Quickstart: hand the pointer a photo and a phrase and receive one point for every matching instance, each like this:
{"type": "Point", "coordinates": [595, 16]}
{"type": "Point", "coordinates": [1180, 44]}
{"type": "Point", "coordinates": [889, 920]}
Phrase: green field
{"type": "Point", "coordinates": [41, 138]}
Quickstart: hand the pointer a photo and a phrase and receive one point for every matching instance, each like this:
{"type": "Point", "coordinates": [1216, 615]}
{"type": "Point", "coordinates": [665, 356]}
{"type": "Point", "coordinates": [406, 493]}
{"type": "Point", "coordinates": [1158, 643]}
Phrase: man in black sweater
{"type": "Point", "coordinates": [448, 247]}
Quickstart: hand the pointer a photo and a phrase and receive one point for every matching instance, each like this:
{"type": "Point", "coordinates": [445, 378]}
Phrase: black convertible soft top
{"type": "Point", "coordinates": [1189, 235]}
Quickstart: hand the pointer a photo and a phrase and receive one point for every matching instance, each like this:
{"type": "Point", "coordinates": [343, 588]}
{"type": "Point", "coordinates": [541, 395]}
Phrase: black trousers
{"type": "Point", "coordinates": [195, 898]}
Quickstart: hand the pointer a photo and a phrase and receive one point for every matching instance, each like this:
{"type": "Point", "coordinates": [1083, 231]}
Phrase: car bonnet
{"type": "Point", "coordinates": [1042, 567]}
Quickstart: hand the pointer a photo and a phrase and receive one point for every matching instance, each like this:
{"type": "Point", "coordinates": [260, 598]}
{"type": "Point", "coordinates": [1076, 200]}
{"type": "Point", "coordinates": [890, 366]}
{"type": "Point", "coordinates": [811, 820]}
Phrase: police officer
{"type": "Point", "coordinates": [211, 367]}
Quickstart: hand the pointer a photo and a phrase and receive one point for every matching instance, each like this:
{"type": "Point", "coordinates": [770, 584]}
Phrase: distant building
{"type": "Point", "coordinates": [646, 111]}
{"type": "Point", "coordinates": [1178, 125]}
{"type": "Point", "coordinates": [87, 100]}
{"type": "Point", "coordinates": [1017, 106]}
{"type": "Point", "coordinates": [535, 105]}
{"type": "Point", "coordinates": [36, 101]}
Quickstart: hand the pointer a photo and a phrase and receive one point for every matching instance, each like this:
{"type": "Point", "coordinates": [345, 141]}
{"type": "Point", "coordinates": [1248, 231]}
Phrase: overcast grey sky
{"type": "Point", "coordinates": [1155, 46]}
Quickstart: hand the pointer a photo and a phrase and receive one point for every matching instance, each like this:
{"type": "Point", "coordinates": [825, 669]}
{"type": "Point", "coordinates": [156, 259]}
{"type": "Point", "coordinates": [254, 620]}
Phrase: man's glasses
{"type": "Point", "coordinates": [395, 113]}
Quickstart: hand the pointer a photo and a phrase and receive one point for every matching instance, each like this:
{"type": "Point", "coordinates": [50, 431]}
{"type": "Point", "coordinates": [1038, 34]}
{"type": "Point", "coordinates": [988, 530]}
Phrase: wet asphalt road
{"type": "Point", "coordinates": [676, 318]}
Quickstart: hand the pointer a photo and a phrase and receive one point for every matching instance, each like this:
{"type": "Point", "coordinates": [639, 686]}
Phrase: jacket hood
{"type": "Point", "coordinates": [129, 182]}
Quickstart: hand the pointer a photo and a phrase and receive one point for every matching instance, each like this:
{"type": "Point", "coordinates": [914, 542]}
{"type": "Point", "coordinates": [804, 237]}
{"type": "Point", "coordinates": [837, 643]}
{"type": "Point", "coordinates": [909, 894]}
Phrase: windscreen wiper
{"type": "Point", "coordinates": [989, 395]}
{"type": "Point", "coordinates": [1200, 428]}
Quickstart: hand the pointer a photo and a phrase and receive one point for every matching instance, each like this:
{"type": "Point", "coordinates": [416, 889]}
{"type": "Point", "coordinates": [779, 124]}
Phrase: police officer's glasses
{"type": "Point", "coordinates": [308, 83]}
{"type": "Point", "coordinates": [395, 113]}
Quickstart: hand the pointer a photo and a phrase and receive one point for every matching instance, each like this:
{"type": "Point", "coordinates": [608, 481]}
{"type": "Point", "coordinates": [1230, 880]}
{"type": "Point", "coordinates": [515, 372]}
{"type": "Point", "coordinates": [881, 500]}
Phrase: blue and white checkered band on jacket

▸ **BRIEF**
Retype the listing exactly, in full.

▸ **RESULT FOR THIS EXERCISE**
Quickstart: hand the pointer a photo and a phrase and receive one point for every matching instance, each like this:
{"type": "Point", "coordinates": [595, 16]}
{"type": "Point", "coordinates": [1180, 44]}
{"type": "Point", "coordinates": [889, 920]}
Phrase: green field
{"type": "Point", "coordinates": [41, 138]}
Quickstart: hand the pointer a photo and a phrase and receive one point for every matching instance, each like this:
{"type": "Point", "coordinates": [1216, 615]}
{"type": "Point", "coordinates": [665, 356]}
{"type": "Point", "coordinates": [406, 493]}
{"type": "Point", "coordinates": [1158, 643]}
Phrase: man in black sweater
{"type": "Point", "coordinates": [448, 247]}
Quickstart: hand the pointer a photo and a phrase and receive one point for every matching instance, each like this:
{"type": "Point", "coordinates": [445, 378]}
Phrase: black convertible soft top
{"type": "Point", "coordinates": [1189, 235]}
Quickstart: hand the pointer a photo and a phrase and receive one point for every matching instance, each like this:
{"type": "Point", "coordinates": [343, 588]}
{"type": "Point", "coordinates": [541, 395]}
Phrase: black trousers
{"type": "Point", "coordinates": [195, 898]}
Quickstart: hand the pointer a photo and a phrase and receive one point for every matching instance, each like this:
{"type": "Point", "coordinates": [1083, 231]}
Phrase: car bonnet
{"type": "Point", "coordinates": [1042, 567]}
Quickstart: hand the pointer a photo and a phrase and receive one point for every matching instance, each like this:
{"type": "Point", "coordinates": [260, 598]}
{"type": "Point", "coordinates": [1076, 200]}
{"type": "Point", "coordinates": [890, 366]}
{"type": "Point", "coordinates": [811, 820]}
Phrase: police officer
{"type": "Point", "coordinates": [211, 367]}
Quickstart: hand the pointer a photo and a phrase and receive one point for every matching instance, each like this:
{"type": "Point", "coordinates": [770, 584]}
Phrase: distant building
{"type": "Point", "coordinates": [646, 111]}
{"type": "Point", "coordinates": [1178, 125]}
{"type": "Point", "coordinates": [87, 100]}
{"type": "Point", "coordinates": [1017, 106]}
{"type": "Point", "coordinates": [535, 105]}
{"type": "Point", "coordinates": [36, 101]}
Quickstart: hand the pointer a photo and a phrase and receive one point for every matching instance, each like this:
{"type": "Point", "coordinates": [345, 141]}
{"type": "Point", "coordinates": [1248, 231]}
Phrase: overcast grey sky
{"type": "Point", "coordinates": [1155, 46]}
Quickstart: hand the pointer a photo and a phrase and receive one point for every matching instance, each like this:
{"type": "Point", "coordinates": [825, 669]}
{"type": "Point", "coordinates": [156, 259]}
{"type": "Point", "coordinates": [254, 620]}
Phrase: man's glasses
{"type": "Point", "coordinates": [395, 113]}
Quickstart: hand the pointer a photo and a phrase and receive one point for every matching instance, each like this:
{"type": "Point", "coordinates": [50, 431]}
{"type": "Point", "coordinates": [1038, 34]}
{"type": "Point", "coordinates": [988, 530]}
Phrase: wet asphalt road
{"type": "Point", "coordinates": [676, 318]}
Quickstart: hand the pointer a photo and a phrase and receive one point for every matching instance, each like this:
{"type": "Point", "coordinates": [639, 686]}
Phrase: jacket hood
{"type": "Point", "coordinates": [129, 182]}
Quickstart: hand the pointer a photo and a phrase and receive one point for every matching instance, each like this:
{"type": "Point", "coordinates": [914, 542]}
{"type": "Point", "coordinates": [804, 237]}
{"type": "Point", "coordinates": [837, 643]}
{"type": "Point", "coordinates": [909, 894]}
Phrase: windscreen wiper
{"type": "Point", "coordinates": [989, 395]}
{"type": "Point", "coordinates": [1200, 428]}
Quickstart: hand the pointer a photo and a phrase and receive one point for every matching instance, each like this:
{"type": "Point", "coordinates": [416, 889]}
{"type": "Point", "coordinates": [779, 124]}
Phrase: police officer's glasses
{"type": "Point", "coordinates": [308, 83]}
{"type": "Point", "coordinates": [395, 113]}
Quickstart: hand the pointer a photo and a phrase and receive one point for every matching instance, each like this:
{"type": "Point", "coordinates": [608, 481]}
{"type": "Point", "coordinates": [1230, 880]}
{"type": "Point", "coordinates": [515, 372]}
{"type": "Point", "coordinates": [881, 500]}
Phrase: blue and white checkered band on jacket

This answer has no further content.